## Text
3 years of the GDPR: an overview of the fines imposed by the Dutch Data Protection Authority to date Including relevant case law on the commercial interest and processing of personal data outside the EEA
Three years after the GDPR entered into force (as of 28-05-2018), we thought it would be nice to look back. The Dutch Data Protection Authority ("Autoriteit Persoonsgegevens ("AP")") has been on a roll imposing fines for breaches of the GDPR. Recently, various parties, such as the OLVG, Booking.com, the municipality of Enschede, PVV Overijssel, LocateFamily.com and CP&A have been fined and the fines are rising. In addition, we are seeing more and more legal proceedings regarding the GDPR.
The fines have been imposed for various reasons. Therefore we felt it was time for an overview. And more important, an overview of the preliminary conclusions that we can draw from the fines to date. In addition to providing an overview of the fines imposed to date, we will also focus on two recent developments in the field of marketing and privacy and the processing of personal data by entities outside the EU (or more precisely: the EEA).
Overview of fines to date
2018
2019
2020
2021
- The OLVG hospital was also fined for the lack of adequate security measures for patient data. A fine of 440,000 euros was imposed (also in this case) due to the lack of two-factor authentication and proper logging with actual verification (OLVG Hospital fined for inadequate security of medical records | Netherlands Authority for the Protection of Personal Data).
- Booking.com was fined for failing to report a data breach on time. The fine imposed amounted to 475,000 euros. The fact that criminals had gained access to customer data was only reported to the AP 22 days after the 72-hour deadline had expired (Booking.com fine for late reporting of data breach | Netherlands Authority for the Protection of Personal Data)

## Data excerpts
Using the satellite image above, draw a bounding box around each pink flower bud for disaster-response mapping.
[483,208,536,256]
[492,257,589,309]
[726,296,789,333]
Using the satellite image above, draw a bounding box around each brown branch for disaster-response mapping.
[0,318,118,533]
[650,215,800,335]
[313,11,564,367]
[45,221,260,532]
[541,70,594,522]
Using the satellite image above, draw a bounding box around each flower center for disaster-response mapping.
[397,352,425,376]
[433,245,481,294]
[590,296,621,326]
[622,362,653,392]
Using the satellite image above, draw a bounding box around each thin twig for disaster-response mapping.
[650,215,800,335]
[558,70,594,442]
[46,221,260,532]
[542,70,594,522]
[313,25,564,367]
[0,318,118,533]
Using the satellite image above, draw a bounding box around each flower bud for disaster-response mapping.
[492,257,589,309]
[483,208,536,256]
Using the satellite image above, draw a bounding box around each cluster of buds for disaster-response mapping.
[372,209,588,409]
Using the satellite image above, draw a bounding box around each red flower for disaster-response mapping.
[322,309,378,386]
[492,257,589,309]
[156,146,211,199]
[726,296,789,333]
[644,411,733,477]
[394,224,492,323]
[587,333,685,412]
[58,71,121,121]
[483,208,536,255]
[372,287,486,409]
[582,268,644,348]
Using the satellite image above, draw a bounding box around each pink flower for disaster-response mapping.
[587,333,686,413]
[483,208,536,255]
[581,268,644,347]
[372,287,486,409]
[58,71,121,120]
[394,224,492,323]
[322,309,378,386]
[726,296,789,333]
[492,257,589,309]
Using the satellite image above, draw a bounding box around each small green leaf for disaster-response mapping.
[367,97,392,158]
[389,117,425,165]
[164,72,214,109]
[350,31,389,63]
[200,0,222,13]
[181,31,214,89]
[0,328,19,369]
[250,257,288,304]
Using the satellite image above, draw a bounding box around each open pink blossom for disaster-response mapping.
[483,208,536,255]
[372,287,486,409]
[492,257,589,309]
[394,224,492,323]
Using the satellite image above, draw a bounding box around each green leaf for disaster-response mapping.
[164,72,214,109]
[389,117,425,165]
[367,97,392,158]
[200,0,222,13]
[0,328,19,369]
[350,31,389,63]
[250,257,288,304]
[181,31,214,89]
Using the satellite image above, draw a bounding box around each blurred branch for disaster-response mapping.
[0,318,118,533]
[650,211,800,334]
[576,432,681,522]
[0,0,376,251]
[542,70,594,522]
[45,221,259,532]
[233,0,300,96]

## What needs to be done
In the text on Dutch GDPR fines, condense the paragraph beginning "Three years after the GDPR entered into force" into a short bulleted list that keeps its main facts.

## Finished exercise
- The GDPR entered into force on 28-05-2018, three years earlier.
- The Dutch Data Protection Authority (AP) has been imposing fines for GDPR breaches at a steady pace.
- Recently fined parties include the OLVG, Booking.com, the municipality of Enschede, PVV Overijssel, LocateFamily.com and CP&A.
- The fines are rising.
- Legal proceedings about the GDPR are also increasing.